(begin)

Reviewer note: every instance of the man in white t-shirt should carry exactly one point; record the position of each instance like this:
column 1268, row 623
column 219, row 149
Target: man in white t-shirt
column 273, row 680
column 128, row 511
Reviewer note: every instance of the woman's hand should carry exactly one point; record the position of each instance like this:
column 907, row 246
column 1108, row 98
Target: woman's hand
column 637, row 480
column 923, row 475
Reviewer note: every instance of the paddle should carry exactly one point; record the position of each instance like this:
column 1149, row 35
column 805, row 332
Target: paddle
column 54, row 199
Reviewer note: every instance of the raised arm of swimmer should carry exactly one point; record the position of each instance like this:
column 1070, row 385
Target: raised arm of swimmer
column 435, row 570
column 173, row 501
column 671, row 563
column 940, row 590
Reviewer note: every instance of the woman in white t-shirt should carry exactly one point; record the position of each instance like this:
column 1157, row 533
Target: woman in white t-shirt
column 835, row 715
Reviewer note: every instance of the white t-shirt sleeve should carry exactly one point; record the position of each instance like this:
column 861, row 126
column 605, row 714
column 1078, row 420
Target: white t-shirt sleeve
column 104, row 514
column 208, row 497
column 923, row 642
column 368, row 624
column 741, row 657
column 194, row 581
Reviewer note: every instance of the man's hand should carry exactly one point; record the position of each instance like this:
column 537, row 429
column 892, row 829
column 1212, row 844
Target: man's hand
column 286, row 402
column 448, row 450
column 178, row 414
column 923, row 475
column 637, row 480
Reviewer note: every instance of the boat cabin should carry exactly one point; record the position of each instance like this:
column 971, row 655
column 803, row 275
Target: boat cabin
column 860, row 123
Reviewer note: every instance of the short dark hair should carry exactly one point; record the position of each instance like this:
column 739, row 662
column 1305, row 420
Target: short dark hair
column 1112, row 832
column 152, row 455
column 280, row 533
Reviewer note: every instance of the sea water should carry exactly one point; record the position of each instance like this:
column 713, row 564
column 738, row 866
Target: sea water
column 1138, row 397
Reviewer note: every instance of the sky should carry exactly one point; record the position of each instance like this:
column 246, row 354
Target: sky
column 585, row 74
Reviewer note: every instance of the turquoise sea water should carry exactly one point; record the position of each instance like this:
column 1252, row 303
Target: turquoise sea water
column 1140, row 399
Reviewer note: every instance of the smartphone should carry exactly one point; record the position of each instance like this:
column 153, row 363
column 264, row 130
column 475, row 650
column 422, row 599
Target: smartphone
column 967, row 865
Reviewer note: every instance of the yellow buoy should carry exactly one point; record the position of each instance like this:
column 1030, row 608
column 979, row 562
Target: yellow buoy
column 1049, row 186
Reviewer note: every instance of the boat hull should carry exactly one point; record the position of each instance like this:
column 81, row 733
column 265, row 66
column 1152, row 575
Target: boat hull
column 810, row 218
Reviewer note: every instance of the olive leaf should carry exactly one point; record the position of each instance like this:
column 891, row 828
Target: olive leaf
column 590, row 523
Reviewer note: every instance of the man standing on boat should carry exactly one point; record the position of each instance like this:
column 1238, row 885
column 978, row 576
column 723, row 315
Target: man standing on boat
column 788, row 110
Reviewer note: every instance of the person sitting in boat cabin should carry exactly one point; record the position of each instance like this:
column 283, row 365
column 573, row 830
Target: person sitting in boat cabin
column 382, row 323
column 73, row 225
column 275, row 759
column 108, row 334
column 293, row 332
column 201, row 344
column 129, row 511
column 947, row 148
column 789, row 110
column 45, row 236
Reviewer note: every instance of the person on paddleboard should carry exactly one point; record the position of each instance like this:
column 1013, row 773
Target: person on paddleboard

(end)

TASK PROMPT:
Nothing but the lines from the line with "Reviewer note: every instance of the person sitting" to the last line of the listing above should appear; please retype them exactly, both ends included.

ANSWER IN FULL:
Reviewer note: every instance of the person sitting in boat cabin should carry exactly one point; record the position of each instance like this:
column 283, row 365
column 573, row 830
Target: person sitting in boat cabin
column 382, row 323
column 73, row 225
column 275, row 759
column 108, row 334
column 293, row 332
column 201, row 344
column 129, row 511
column 947, row 148
column 789, row 110
column 45, row 236
Reviewer note: every instance of the person on paddleboard should carry exactly one point; record the position of each instance like this:
column 1013, row 773
Target: person on paddleboard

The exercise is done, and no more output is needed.